### Page excerpt
__________
MaskFuser: Masked Fusion of Joint Multi-Modal Tokenization for End-to-End Autonomous Driving

Kavli Affiliate: Zheng Zhu

| First 5 Authors: Yiqun Duan, Xianda Guo, Zheng Zhu, Zhen Wang, Yu-Kai Wang

| Summary:

Current multi-modality driving frameworks normally fuse representation by
utilizing attention between single-modality branches. However, the existing
networks still suppress the driving performance as the Image and LiDAR branches
are independent and lack a unified observation representation. Thus, this paper
proposes MaskFuser, which tokenizes various modalities into a unified semantic
feature space and provides a joint representation for further behavior cloning
in driving contexts. Given the unified token representation, MaskFuser is the
first work to introduce cross-modality masked auto-encoder training. The masked
training enhances the fusion representation by reconstruction on masked tokens.
__________
### Extracted data
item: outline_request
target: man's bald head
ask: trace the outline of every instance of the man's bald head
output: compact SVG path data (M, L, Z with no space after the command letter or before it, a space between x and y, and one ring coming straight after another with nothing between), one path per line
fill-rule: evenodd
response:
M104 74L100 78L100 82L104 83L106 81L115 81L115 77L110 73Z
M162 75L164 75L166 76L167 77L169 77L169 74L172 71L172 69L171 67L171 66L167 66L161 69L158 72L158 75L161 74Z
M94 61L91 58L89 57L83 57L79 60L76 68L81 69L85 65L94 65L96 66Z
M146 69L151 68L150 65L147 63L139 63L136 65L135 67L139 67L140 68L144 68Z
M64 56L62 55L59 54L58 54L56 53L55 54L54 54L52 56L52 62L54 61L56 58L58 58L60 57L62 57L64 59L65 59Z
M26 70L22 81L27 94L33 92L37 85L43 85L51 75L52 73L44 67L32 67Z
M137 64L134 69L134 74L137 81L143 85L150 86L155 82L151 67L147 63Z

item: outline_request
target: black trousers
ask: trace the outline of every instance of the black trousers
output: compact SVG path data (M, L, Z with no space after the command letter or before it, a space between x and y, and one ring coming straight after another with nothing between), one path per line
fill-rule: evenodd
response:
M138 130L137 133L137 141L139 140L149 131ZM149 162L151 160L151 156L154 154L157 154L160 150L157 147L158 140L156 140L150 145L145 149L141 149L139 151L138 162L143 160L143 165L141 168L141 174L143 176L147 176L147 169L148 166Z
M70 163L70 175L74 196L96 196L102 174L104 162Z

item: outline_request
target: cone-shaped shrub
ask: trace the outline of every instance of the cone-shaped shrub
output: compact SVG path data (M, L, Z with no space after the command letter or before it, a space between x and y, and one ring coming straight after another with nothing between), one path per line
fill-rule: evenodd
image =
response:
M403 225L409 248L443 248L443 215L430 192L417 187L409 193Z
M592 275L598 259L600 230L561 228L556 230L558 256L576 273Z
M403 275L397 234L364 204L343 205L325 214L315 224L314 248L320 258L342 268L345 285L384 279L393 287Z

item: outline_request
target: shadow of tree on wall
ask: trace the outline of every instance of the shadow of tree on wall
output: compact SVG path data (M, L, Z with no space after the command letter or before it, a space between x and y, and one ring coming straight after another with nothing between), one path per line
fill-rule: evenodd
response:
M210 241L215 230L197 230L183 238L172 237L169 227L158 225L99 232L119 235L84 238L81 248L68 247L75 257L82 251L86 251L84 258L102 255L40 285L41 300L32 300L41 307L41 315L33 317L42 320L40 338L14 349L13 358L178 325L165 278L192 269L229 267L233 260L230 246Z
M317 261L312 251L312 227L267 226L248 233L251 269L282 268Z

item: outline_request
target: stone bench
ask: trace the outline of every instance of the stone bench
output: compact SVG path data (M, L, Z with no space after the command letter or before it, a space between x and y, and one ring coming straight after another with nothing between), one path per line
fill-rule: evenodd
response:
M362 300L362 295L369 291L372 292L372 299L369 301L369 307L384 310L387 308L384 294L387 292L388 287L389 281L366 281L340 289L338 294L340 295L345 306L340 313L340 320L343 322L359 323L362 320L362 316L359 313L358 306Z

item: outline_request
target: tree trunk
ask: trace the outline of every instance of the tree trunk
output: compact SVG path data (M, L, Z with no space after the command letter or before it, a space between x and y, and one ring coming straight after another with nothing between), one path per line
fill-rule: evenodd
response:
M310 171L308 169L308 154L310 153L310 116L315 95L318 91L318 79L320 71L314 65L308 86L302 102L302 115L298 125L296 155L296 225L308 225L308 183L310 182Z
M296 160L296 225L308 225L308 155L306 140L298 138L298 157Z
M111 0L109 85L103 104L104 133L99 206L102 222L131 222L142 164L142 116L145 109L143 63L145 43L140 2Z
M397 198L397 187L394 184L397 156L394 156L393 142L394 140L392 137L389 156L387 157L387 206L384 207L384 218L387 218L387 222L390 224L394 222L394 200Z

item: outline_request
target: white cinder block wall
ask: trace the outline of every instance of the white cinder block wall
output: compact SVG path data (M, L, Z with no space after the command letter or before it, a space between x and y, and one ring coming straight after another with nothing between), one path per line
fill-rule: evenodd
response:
__________
### Requirements
Please extract the stretch of the MaskFuser summary from "Current multi-modality driving" through "on masked tokens.", copying it word for word.

### In response
Current multi-modality driving frameworks normally fuse representation by
utilizing attention between single-modality branches. However, the existing
networks still suppress the driving performance as the Image and LiDAR branches
are independent and lack a unified observation representation. Thus, this paper
proposes MaskFuser, which tokenizes various modalities into a unified semantic
feature space and provides a joint representation for further behavior cloning
in driving contexts. Given the unified token representation, MaskFuser is the
first work to introduce cross-modality masked auto-encoder training. The masked
training enhances the fusion representation by reconstruction on masked tokens.